*** Opening DATA SUPPLIED ***

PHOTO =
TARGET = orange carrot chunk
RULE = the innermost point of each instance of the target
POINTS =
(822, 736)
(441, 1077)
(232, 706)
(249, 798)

*** Closing DATA SUPPLIED ***

— TASK DESCRIPTION —
Starting with the line that contains "RULE = the innermost", return each line through the last one of the data above, exactly as written and nothing more.

— EXERCISE RESPONSE —
RULE = the innermost point of each instance of the target
POINTS =
(822, 736)
(441, 1077)
(232, 706)
(249, 798)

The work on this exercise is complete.